Exercise instructions:
Only an exact copy belongs in the answer: the line with "like [(15, 45)]" and every line after it through the end of the records, pictures left out.

Segment Start: Material for the task

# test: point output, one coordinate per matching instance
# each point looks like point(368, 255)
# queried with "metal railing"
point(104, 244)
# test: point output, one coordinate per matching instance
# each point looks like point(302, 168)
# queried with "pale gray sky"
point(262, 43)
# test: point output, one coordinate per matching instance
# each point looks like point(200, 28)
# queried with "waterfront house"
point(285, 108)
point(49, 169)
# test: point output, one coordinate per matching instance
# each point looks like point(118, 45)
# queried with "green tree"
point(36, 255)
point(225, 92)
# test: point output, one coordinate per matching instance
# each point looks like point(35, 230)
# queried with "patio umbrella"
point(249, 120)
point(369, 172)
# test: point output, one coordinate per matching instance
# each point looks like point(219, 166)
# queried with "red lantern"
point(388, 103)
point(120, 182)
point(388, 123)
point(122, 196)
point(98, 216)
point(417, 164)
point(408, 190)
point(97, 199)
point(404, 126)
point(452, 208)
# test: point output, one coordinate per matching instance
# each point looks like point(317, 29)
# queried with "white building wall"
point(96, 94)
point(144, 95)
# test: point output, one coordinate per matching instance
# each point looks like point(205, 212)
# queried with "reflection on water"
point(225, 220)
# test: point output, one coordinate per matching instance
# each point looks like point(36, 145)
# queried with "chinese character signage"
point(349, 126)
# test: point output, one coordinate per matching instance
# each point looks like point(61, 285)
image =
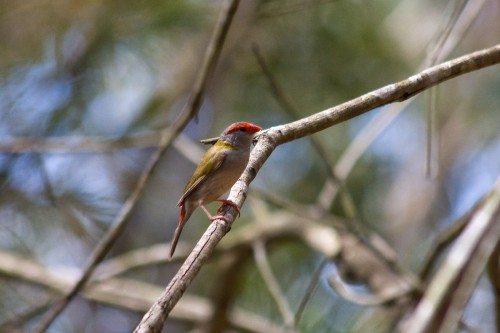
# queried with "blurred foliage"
point(105, 70)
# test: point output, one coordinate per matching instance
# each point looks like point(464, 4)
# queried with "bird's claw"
point(228, 202)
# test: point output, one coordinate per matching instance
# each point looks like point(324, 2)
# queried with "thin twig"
point(494, 275)
point(309, 291)
point(260, 257)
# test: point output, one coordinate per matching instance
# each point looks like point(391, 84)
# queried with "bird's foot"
point(228, 202)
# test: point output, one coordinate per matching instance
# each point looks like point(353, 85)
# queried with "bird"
point(218, 170)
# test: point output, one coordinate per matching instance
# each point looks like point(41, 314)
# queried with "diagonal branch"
point(190, 110)
point(275, 136)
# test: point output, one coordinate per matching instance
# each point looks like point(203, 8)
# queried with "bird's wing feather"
point(210, 163)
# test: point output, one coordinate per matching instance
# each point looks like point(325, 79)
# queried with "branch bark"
point(275, 136)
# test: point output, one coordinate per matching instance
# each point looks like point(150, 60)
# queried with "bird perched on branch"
point(219, 169)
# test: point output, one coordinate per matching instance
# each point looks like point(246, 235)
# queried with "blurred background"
point(87, 86)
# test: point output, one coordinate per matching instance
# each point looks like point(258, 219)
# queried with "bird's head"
point(239, 134)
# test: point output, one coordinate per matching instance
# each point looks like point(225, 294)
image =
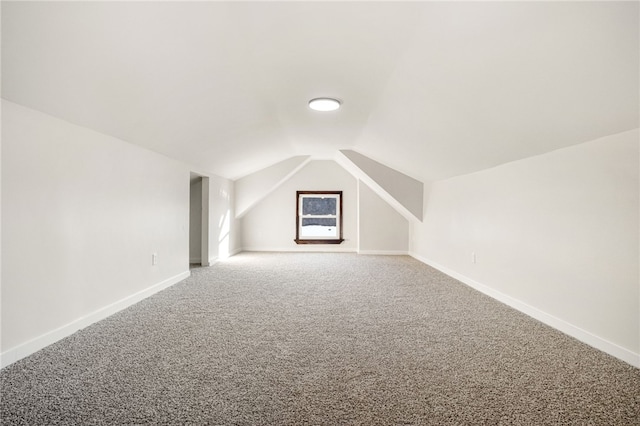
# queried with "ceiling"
point(431, 89)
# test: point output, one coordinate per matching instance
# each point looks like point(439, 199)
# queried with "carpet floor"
point(319, 339)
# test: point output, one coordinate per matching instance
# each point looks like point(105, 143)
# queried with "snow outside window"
point(319, 217)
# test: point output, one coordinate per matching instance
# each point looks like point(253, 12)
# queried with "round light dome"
point(324, 104)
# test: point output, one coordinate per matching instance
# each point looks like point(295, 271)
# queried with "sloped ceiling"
point(431, 89)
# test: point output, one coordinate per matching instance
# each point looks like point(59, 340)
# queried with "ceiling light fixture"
point(324, 104)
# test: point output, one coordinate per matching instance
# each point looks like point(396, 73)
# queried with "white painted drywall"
point(555, 233)
point(405, 190)
point(270, 224)
point(195, 221)
point(382, 230)
point(223, 241)
point(82, 214)
point(252, 188)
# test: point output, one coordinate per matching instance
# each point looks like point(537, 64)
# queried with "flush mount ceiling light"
point(324, 104)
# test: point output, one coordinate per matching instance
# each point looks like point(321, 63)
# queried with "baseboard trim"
point(384, 252)
point(308, 248)
point(25, 349)
point(584, 336)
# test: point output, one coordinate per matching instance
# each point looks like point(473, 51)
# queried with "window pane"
point(318, 227)
point(318, 206)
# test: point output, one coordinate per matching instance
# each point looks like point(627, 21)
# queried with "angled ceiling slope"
point(252, 188)
point(435, 88)
point(401, 191)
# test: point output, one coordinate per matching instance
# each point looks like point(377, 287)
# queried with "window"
point(319, 217)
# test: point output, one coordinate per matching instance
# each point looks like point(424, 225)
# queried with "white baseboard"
point(559, 324)
point(25, 349)
point(384, 252)
point(309, 248)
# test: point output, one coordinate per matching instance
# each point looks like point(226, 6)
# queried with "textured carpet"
point(319, 339)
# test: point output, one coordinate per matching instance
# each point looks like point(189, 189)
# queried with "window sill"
point(336, 241)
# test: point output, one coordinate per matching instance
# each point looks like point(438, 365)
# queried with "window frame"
point(315, 240)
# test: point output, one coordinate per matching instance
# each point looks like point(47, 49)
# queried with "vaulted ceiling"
point(431, 89)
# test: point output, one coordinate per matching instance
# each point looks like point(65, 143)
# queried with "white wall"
point(382, 230)
point(555, 235)
point(271, 224)
point(223, 227)
point(82, 213)
point(252, 188)
point(195, 221)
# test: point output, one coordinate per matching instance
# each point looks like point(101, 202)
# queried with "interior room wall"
point(195, 221)
point(554, 235)
point(85, 212)
point(382, 230)
point(223, 227)
point(270, 224)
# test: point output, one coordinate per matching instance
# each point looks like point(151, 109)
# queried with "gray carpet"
point(320, 339)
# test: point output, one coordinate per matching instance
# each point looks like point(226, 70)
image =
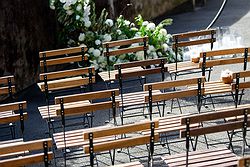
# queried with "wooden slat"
point(216, 128)
point(223, 52)
point(144, 125)
point(172, 84)
point(87, 108)
point(140, 73)
point(194, 33)
point(66, 83)
point(191, 43)
point(224, 61)
point(216, 115)
point(124, 51)
point(5, 90)
point(172, 95)
point(57, 52)
point(242, 74)
point(12, 106)
point(140, 63)
point(12, 118)
point(25, 160)
point(87, 96)
point(29, 145)
point(66, 73)
point(4, 80)
point(63, 60)
point(121, 143)
point(124, 42)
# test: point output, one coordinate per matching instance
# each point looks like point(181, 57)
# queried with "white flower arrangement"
point(82, 26)
point(226, 76)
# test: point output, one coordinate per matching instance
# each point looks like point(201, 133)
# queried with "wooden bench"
point(121, 142)
point(244, 161)
point(219, 156)
point(121, 47)
point(180, 41)
point(164, 95)
point(53, 80)
point(27, 153)
point(7, 87)
point(11, 113)
point(130, 98)
point(131, 164)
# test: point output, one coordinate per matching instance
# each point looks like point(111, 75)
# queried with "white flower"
point(109, 22)
point(81, 37)
point(77, 17)
point(91, 50)
point(97, 42)
point(96, 53)
point(79, 7)
point(165, 47)
point(163, 32)
point(69, 12)
point(151, 26)
point(107, 38)
point(145, 23)
point(127, 22)
point(119, 32)
point(87, 24)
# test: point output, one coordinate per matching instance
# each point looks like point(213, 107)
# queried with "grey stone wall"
point(26, 27)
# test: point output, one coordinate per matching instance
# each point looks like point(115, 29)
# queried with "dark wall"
point(26, 27)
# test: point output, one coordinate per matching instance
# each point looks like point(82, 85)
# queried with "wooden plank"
point(66, 73)
point(67, 83)
point(140, 63)
point(121, 143)
point(215, 115)
point(88, 108)
point(124, 42)
point(124, 51)
point(87, 96)
point(5, 90)
point(172, 95)
point(4, 80)
point(25, 160)
point(223, 52)
point(12, 106)
point(12, 118)
point(224, 61)
point(194, 33)
point(144, 125)
point(63, 60)
point(172, 84)
point(242, 74)
point(57, 52)
point(29, 145)
point(196, 42)
point(216, 128)
point(139, 73)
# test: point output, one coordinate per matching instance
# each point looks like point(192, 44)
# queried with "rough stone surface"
point(26, 27)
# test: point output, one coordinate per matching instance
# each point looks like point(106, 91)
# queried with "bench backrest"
point(198, 90)
point(117, 48)
point(28, 151)
point(7, 85)
point(13, 112)
point(220, 127)
point(95, 147)
point(91, 107)
point(202, 37)
point(51, 59)
point(217, 58)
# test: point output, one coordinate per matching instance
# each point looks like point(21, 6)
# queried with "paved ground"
point(236, 16)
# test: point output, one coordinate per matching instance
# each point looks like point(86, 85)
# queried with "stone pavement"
point(236, 16)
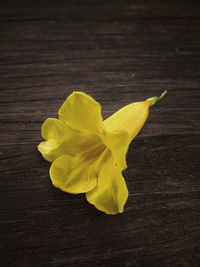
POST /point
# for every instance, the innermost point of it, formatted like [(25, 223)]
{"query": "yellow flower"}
[(88, 154)]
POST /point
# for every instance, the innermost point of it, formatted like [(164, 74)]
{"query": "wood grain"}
[(118, 52)]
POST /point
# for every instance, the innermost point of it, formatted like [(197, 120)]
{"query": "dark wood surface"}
[(118, 52)]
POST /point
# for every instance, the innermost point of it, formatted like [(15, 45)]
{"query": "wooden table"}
[(118, 52)]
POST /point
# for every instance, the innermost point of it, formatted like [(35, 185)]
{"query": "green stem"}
[(155, 99)]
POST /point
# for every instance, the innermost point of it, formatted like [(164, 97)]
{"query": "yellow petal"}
[(62, 139), (117, 142), (76, 174), (82, 112), (130, 118), (111, 192)]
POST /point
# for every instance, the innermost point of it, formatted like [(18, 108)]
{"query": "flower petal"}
[(111, 192), (117, 142), (61, 139), (130, 118), (76, 174), (82, 112)]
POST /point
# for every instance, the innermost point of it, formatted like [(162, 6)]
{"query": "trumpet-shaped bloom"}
[(88, 154)]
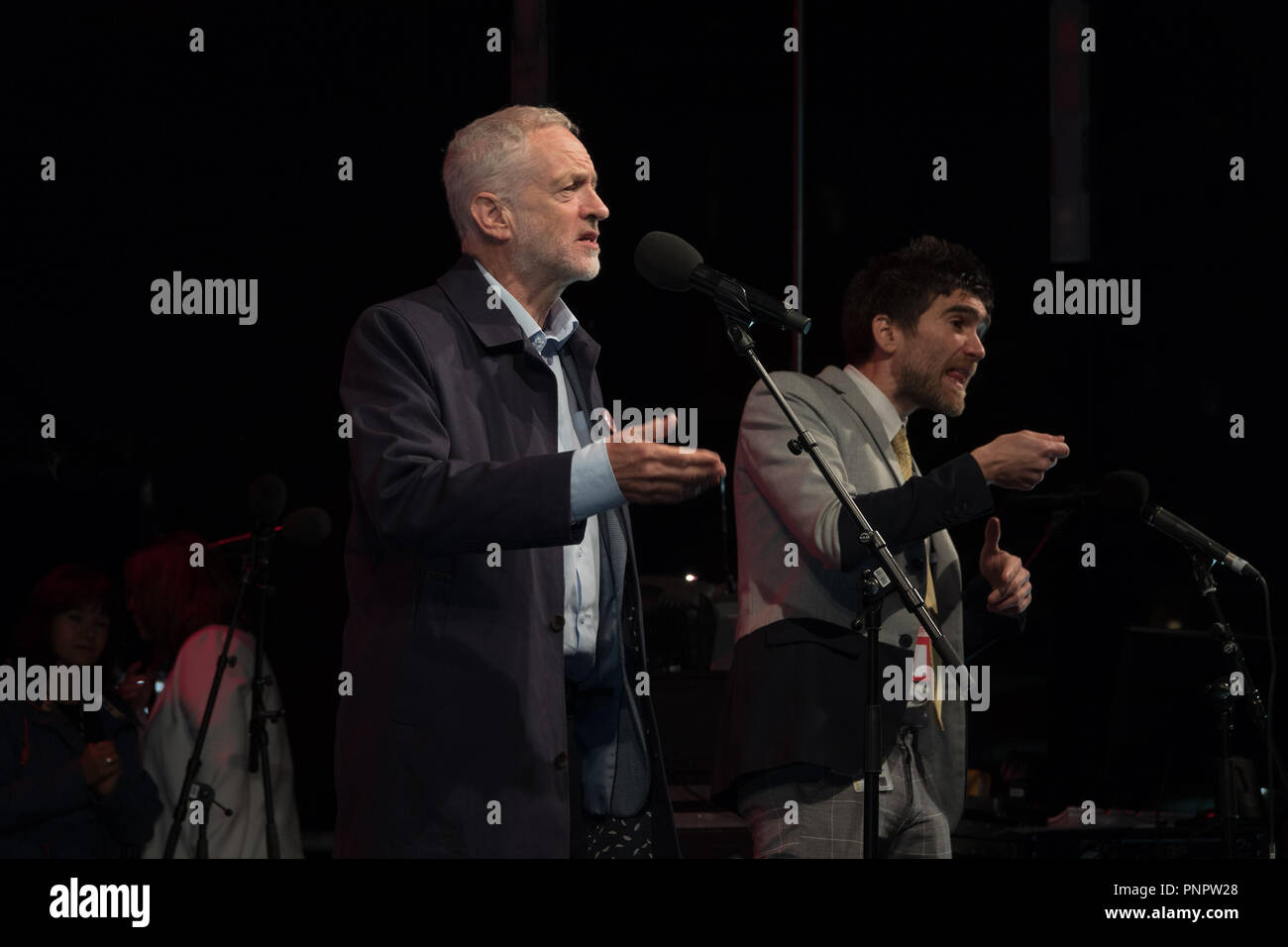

Segment End: Material for the task

Solution to the exercise:
# for every instance, the innermost point of it, formatted like [(15, 45)]
{"query": "wooden table"}
[(118, 52)]
POST /point
# for every instance, the innermost point of it, formatted like [(35, 185)]
{"query": "green stem"}
[(155, 99)]
POST /point
# for every instance, the innermost point of it, formatted like [(164, 97)]
{"query": "yellow petal"}
[(62, 139), (117, 142), (76, 174), (82, 112), (130, 118), (111, 192)]
POST /point
# for every instance, the innermost point of it, formatted like [(18, 108)]
{"query": "flower petal"}
[(111, 192), (117, 142), (61, 139), (130, 118), (76, 174), (82, 112)]
POST /point
# for every instance, the innermost point of it, formatted like [(162, 6)]
{"query": "trumpet-shaped bloom"}
[(88, 154)]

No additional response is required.